— start of TASK INPUT —

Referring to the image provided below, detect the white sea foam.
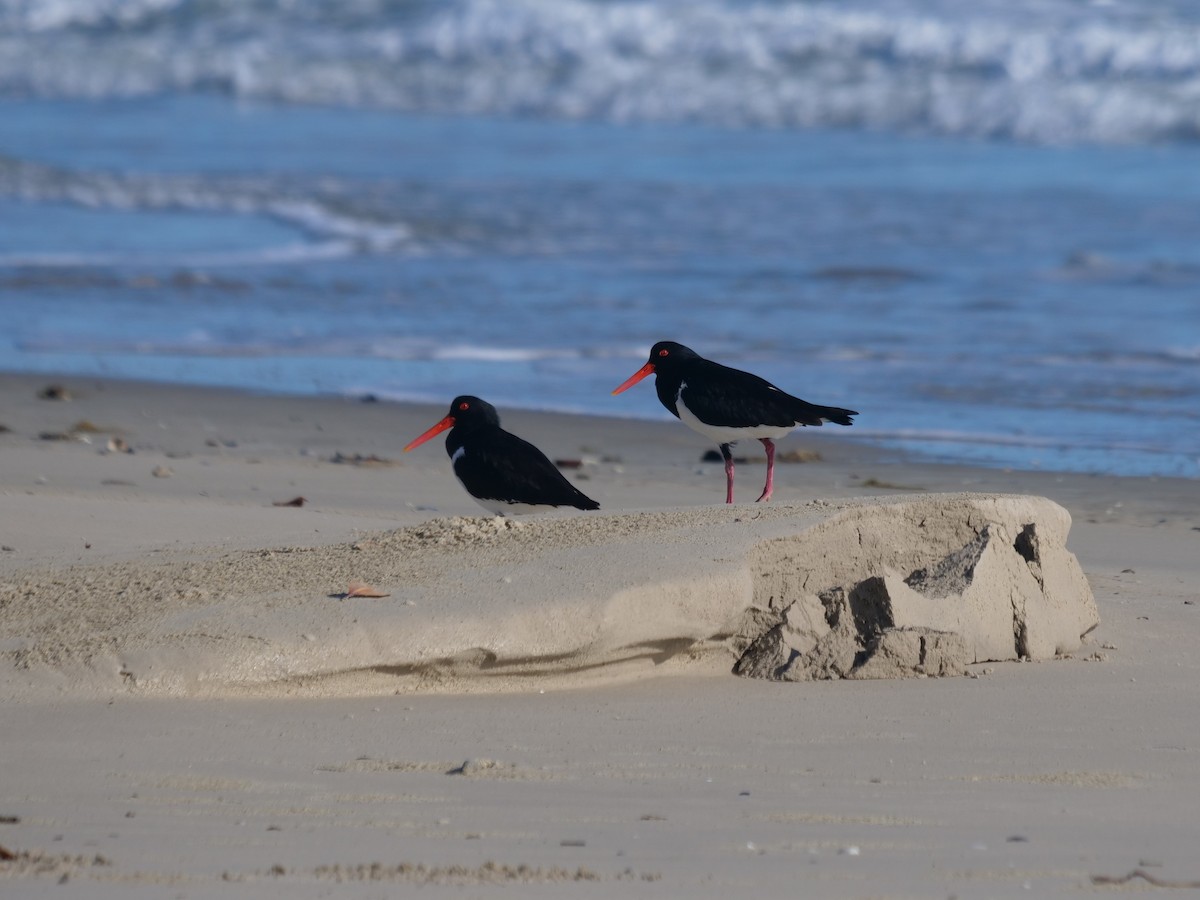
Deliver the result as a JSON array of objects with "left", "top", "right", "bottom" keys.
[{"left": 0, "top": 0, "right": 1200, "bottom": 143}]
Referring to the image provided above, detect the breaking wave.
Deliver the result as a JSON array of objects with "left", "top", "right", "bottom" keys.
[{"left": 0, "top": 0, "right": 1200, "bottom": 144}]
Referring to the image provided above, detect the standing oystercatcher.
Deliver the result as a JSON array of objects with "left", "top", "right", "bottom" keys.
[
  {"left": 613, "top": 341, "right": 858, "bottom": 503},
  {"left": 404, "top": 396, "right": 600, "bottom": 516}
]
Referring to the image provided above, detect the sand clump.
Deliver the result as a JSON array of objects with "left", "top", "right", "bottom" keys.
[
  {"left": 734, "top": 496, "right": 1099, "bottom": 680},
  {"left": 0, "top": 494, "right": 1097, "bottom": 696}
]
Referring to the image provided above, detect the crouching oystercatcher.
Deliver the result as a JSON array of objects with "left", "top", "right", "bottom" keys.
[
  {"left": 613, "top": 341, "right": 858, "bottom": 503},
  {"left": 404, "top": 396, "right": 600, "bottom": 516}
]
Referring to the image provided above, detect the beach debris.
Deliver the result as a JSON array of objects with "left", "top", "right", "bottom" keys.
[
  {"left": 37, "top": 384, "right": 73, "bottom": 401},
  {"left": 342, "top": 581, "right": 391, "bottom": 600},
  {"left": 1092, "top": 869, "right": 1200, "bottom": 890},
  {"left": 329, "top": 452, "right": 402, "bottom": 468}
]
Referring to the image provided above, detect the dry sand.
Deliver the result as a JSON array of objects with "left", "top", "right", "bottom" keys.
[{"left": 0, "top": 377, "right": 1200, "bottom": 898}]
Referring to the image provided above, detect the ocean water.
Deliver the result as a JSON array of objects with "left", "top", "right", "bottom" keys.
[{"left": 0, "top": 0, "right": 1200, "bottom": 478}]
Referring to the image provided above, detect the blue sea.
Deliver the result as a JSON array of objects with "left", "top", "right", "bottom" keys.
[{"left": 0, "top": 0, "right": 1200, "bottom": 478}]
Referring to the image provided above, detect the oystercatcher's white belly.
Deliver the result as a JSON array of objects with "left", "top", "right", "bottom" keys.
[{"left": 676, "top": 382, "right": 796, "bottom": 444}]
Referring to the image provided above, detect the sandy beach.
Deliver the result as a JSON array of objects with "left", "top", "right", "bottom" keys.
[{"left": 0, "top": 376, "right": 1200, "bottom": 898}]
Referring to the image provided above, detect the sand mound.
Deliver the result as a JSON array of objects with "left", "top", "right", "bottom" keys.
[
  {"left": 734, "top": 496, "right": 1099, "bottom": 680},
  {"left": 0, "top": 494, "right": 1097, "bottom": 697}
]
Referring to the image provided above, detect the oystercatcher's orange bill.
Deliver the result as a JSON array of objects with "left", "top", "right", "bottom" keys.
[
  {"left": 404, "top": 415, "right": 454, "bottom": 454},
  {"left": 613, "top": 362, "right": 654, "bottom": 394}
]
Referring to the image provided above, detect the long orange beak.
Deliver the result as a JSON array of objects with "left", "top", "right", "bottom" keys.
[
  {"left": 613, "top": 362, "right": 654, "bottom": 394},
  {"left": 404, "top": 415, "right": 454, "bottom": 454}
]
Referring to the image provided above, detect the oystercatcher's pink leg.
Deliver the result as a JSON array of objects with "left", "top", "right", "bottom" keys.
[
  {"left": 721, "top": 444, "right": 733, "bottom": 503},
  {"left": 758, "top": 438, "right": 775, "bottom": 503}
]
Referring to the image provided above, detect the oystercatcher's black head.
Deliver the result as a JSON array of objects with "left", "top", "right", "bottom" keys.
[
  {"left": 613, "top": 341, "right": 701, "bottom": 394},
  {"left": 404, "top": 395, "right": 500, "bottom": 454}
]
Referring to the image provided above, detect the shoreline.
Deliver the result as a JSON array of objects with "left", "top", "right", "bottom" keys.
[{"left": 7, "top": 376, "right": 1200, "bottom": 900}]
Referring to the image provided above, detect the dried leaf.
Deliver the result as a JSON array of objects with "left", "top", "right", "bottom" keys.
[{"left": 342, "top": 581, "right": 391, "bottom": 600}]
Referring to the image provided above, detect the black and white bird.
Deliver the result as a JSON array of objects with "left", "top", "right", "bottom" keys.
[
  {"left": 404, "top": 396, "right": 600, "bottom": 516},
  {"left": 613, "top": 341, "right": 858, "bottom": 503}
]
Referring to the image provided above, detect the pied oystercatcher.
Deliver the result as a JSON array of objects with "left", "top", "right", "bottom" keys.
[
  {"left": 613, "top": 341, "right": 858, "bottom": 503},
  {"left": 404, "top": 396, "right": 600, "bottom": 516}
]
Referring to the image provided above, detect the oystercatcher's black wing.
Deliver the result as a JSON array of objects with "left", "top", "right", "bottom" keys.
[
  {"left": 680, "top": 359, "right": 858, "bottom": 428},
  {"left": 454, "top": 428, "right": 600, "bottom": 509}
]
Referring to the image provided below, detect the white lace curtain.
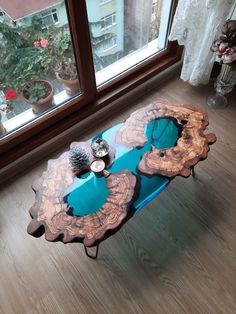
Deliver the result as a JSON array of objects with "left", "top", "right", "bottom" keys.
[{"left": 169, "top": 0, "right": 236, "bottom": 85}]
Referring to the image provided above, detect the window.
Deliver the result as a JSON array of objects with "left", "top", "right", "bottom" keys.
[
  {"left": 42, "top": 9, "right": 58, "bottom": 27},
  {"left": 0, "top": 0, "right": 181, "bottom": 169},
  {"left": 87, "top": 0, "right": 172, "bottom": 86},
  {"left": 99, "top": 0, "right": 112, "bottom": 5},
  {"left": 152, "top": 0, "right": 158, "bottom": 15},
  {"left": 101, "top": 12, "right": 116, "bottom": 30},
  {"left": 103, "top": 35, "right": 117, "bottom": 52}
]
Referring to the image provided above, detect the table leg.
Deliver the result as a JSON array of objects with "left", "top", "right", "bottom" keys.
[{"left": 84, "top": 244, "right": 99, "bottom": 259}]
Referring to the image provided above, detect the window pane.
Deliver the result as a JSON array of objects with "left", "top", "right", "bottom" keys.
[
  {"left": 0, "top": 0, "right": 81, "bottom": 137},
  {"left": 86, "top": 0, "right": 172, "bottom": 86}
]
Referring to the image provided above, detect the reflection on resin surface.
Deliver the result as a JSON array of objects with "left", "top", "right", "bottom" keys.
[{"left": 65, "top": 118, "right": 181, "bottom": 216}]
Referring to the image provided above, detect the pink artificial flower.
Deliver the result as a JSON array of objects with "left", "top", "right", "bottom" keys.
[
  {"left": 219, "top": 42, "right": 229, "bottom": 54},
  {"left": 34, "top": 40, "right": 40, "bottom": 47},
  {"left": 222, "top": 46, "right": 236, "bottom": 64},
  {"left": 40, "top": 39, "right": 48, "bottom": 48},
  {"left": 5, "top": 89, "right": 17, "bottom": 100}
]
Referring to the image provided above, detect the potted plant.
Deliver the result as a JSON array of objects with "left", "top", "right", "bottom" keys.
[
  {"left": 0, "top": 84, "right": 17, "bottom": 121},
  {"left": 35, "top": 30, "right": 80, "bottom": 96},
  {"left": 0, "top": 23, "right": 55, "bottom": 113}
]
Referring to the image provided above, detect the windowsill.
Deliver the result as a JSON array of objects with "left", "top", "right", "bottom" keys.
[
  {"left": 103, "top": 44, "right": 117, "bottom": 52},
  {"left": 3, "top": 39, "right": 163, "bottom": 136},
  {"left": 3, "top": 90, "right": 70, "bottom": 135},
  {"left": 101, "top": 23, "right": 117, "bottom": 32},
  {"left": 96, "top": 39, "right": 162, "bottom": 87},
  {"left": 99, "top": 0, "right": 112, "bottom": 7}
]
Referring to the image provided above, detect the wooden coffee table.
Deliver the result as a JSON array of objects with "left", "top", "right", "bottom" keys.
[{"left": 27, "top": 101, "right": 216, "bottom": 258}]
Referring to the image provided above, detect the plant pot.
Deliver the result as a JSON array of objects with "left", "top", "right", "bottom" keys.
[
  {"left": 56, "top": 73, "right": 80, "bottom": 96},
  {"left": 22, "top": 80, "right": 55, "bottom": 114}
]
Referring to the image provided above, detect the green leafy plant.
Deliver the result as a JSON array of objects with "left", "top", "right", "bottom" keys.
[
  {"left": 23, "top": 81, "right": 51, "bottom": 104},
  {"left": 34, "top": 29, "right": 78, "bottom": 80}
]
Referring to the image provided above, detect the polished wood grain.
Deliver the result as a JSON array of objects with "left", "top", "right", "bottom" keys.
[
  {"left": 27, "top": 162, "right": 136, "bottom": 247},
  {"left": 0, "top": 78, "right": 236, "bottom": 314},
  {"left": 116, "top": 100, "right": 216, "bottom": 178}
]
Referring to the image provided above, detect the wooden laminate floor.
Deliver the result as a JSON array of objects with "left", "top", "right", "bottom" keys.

— end of TASK INPUT —

__EXERCISE AIM__.
Identify each line of the material above that contains the string "table" and copy those lines out in full.

__EXPECTED ANSWER__.
Referring to the image provided above, detect the table leg.
Referring to the image provided above, detect the wooden coffee table.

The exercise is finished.